Extract provided:
────────────────────────────────────────

Trashing your whole conda installation
This is fairly extreme but as a final resort can be done quickly and easily. Please note that you will lose all your environments if you do this, so check this will not affect you before proceeding...follow instructions here
Unzipping master.zip error
Check that you downloaded the zip correctly! An error like:
End-of-central-directory signature not found. Either this file is not
a zipfile, or it constitutes one disk of a multi-part archive. In the
latter case the central directory and zipfile comment will be found on
the last disk(s) of this archive.
means that the file you've downloaded is likely incomplete. Try downloading from the GitHub repo directly by clicking the green button and downloading the zip.
wget: command not found
You do not have wget installed! Either install it, download from
the GitHub repo directly by clicking the green button and download the zip, or try using another program like curl e.g. curl -LOk https://github.com/JamesOwers/iaml2017/archive/master.zip
conda: command not found or 'Conda never works in new terminal'
DICE issue: DICE has a different set of bash startup mechanism, and you may need to edit some different files yourself. Do the below with ~/.benv instead. See here for more info.
Unix solution: First try closing your terminal and reopening. If that doesn't fix, it's likely that, in the conda installation, you didn't allow conda to add the it's bin directory to your $PATH. Check your home directory for ~/.bashrc or ~/.bash_profile. You should have a line in one of those files that looks like this:
# added by Miniconda2 4.3.21 installer
export PATH="/afs/inf.ed.ac.uk/user/s12/s1234567/miniconda2/bin:$PATH"
If you don't, you can add it like this (changing the conda installation location line):
miniconda_location=/afs/inf.ed.ac.uk/user/s12/s1234567/miniconda2/bin
echo 'export PATH=:$PATH' >>~/.bash_profile
'source' is not recognized as an internal or external command, ...

────────────────────────────────────────

Stored data:
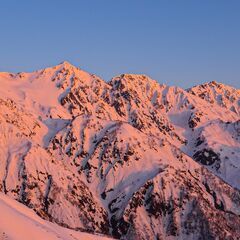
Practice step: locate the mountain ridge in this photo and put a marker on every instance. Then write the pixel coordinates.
(131, 158)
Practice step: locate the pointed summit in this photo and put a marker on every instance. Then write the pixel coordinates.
(66, 64)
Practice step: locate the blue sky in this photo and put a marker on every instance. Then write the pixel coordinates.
(175, 42)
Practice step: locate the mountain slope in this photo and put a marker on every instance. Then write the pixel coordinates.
(130, 158)
(27, 225)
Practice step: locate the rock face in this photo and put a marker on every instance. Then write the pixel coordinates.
(131, 158)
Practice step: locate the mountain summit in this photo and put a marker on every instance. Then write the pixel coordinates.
(130, 158)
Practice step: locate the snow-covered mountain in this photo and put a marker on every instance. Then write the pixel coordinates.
(130, 158)
(18, 222)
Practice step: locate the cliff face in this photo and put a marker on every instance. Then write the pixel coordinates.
(130, 158)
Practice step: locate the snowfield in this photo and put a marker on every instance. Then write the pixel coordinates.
(17, 222)
(129, 158)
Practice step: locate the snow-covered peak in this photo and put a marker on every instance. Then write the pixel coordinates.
(218, 93)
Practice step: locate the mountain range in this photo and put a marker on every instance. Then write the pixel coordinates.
(130, 158)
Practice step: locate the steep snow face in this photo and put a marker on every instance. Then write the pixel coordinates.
(130, 158)
(217, 146)
(220, 94)
(18, 222)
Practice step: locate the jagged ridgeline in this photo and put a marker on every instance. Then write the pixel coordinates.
(130, 158)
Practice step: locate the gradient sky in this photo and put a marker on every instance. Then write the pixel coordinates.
(177, 42)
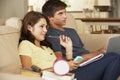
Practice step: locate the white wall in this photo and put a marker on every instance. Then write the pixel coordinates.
(12, 8)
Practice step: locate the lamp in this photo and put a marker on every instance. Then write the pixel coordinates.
(61, 67)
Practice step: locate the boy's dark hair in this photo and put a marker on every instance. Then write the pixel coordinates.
(51, 6)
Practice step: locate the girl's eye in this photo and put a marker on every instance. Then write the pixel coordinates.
(42, 26)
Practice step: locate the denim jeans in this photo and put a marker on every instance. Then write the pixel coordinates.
(107, 68)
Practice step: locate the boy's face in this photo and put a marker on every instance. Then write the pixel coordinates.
(59, 18)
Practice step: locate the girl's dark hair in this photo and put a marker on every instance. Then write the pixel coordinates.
(51, 6)
(31, 18)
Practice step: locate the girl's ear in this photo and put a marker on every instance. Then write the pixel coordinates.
(29, 28)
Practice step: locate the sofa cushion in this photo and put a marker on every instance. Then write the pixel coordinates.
(9, 58)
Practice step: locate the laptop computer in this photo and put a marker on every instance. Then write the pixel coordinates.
(114, 44)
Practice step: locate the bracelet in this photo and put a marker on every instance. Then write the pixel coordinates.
(70, 59)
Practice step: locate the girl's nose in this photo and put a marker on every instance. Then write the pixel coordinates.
(44, 29)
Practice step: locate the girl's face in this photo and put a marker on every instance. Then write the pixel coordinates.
(39, 30)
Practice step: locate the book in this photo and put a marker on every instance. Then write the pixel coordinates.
(48, 75)
(91, 60)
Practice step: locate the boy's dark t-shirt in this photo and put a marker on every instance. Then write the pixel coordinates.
(78, 47)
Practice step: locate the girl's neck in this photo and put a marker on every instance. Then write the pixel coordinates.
(57, 27)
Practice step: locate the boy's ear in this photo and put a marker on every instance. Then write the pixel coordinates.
(29, 28)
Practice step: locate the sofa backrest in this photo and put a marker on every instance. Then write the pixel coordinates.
(9, 58)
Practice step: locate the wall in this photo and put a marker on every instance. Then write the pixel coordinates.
(12, 8)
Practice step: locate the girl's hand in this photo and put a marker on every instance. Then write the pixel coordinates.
(73, 65)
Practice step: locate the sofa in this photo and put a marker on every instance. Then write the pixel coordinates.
(9, 36)
(10, 65)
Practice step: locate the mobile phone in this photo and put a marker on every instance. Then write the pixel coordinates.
(78, 59)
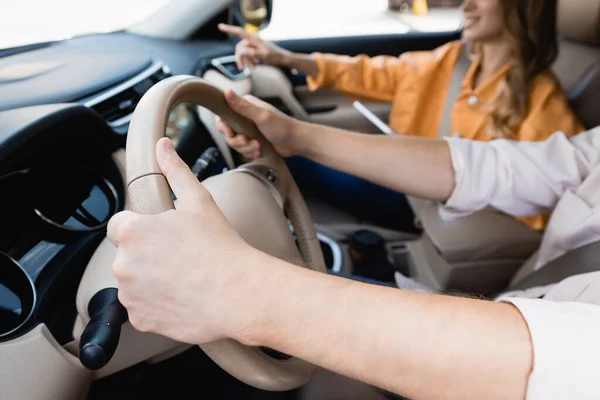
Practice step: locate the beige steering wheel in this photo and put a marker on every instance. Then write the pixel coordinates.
(149, 193)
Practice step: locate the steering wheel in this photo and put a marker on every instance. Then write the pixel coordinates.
(149, 193)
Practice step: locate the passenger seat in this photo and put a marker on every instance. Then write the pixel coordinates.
(480, 253)
(578, 63)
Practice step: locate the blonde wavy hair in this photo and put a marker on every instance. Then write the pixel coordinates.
(530, 27)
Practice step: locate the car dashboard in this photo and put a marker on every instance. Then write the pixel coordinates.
(63, 130)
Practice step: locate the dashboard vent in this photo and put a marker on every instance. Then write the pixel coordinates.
(117, 104)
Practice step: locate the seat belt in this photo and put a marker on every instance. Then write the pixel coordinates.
(580, 261)
(458, 76)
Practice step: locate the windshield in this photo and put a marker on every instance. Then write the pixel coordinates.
(25, 22)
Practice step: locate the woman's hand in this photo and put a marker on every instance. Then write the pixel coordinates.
(194, 241)
(277, 127)
(252, 49)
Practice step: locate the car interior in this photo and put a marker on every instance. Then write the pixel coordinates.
(79, 119)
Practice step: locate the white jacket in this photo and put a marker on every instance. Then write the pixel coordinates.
(531, 178)
(521, 179)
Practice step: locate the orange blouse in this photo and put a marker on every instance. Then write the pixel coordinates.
(417, 83)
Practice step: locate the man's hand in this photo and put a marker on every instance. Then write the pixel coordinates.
(277, 127)
(185, 273)
(252, 49)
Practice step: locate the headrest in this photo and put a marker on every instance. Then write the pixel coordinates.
(579, 20)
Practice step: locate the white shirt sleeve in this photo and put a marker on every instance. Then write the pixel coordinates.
(566, 349)
(518, 178)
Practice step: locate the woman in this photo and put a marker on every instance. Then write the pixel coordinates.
(508, 92)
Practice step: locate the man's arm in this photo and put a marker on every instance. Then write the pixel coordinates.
(215, 285)
(420, 346)
(518, 178)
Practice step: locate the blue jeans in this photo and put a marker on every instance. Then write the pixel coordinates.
(365, 200)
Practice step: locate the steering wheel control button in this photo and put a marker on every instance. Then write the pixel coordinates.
(271, 175)
(206, 164)
(101, 336)
(473, 100)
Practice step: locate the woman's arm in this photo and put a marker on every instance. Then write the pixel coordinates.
(518, 178)
(368, 78)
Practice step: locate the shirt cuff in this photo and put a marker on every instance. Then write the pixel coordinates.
(454, 207)
(474, 178)
(566, 349)
(325, 76)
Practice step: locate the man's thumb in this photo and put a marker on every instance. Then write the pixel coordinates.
(244, 107)
(183, 182)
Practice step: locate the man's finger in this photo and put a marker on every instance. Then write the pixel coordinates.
(235, 30)
(242, 106)
(225, 129)
(238, 141)
(113, 230)
(248, 149)
(184, 184)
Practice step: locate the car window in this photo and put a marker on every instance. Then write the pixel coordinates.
(24, 22)
(303, 19)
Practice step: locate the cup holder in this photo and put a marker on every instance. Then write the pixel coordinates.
(332, 252)
(17, 296)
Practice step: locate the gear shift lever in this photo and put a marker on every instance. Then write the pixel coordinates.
(100, 337)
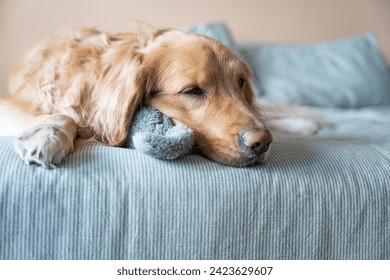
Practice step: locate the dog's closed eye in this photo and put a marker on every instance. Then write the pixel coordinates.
(194, 92)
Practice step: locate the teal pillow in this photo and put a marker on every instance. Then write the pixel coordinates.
(220, 32)
(344, 73)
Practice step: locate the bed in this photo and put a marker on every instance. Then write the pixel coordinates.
(324, 196)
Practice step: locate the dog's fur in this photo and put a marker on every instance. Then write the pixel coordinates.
(87, 84)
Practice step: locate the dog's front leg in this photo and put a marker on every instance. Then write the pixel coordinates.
(48, 142)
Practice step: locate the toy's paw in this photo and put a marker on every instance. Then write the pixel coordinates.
(46, 146)
(177, 142)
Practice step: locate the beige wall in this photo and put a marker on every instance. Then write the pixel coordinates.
(23, 23)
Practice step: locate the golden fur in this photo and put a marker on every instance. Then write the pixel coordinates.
(88, 84)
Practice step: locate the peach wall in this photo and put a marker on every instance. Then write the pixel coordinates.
(23, 23)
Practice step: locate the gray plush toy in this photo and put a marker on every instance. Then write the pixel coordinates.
(154, 134)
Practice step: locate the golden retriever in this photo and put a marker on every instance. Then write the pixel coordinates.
(87, 85)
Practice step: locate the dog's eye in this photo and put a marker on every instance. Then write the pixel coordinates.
(241, 83)
(196, 91)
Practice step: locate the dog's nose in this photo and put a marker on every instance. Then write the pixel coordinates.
(256, 141)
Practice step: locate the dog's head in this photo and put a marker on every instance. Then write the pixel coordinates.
(198, 82)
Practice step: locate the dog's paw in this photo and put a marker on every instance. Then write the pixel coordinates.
(45, 145)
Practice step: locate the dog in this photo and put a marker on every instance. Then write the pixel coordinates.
(87, 84)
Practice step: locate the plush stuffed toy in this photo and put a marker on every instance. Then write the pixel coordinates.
(154, 134)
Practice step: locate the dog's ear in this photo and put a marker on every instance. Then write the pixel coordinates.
(116, 96)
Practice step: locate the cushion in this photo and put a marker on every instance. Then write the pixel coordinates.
(345, 73)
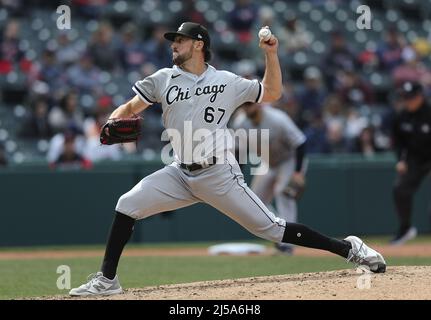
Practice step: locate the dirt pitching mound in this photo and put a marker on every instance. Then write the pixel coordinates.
(396, 283)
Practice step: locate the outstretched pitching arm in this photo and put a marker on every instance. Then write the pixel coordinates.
(272, 81)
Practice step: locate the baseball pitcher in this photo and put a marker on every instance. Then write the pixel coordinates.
(197, 100)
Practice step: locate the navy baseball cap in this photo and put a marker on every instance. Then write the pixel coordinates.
(190, 30)
(410, 89)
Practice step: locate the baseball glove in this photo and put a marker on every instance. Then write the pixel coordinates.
(295, 189)
(121, 130)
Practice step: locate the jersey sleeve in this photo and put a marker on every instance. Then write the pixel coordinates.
(148, 89)
(247, 91)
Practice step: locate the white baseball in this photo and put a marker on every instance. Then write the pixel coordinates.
(265, 34)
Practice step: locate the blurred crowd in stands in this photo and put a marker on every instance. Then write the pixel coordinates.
(59, 88)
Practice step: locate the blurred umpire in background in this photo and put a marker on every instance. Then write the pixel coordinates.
(412, 141)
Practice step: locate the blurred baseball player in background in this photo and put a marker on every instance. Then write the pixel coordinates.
(193, 93)
(284, 181)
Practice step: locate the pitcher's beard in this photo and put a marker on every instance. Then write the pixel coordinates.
(181, 59)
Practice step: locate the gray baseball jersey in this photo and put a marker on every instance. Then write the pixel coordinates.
(196, 106)
(207, 102)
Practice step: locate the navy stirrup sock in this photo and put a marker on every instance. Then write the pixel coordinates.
(121, 230)
(302, 235)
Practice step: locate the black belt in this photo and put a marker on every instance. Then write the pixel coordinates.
(197, 166)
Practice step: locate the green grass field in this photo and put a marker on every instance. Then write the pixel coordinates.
(38, 277)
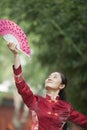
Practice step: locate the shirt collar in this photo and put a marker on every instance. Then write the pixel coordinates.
(48, 97)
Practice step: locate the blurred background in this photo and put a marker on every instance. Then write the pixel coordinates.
(57, 34)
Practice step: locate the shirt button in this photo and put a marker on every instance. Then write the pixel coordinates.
(49, 113)
(56, 114)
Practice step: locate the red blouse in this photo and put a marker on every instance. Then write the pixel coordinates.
(52, 115)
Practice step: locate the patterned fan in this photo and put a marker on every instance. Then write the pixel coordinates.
(11, 32)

────────────────────────────────────────

Direction 1:
In the conda troubleshooting guide, which file should DICE users edit instead?
Direction 2:
Pick up the conda troubleshooting guide where it leaves off.

Response 1:
~/.benv

Response 2:
You're on windows aren't you! Please see the note at the top of the file (you
can omit source)
'which' is not recognized as an internal or external command, ...
You're on windows aren't you! Please see the note at the top of the file (
which = where on windows).
$PATH?
You're on windows aren't you! Please see the note at the top of the file (
echo $PATH == echo %PATH% on windows).
I can't find my conda environment....but I definitely created it
We have found that people also taking MLP and/or ANLP (other courses that use conda) have installed multiple versions of conda. To check whether you've done this, simply list your home directory:
ls ~
If you see multiple folders called anaconda or miniconda, e.g. anaconda3 and miniconda2, you have installed multiple versions of conda! Another way to check is to print your PATH or view your .bashrc / .benv:
echo $PATH
cat ~/.bashrc
cat ~/.benv # if you're on DICE
This will show multiple conda directories.
You only need to use one installation of conda, and it doens't matter whether you use version 2 or 3 (there is no difference that will affect this course).
Simply recreate your environment(s) in one of the conda installations, and delete the other.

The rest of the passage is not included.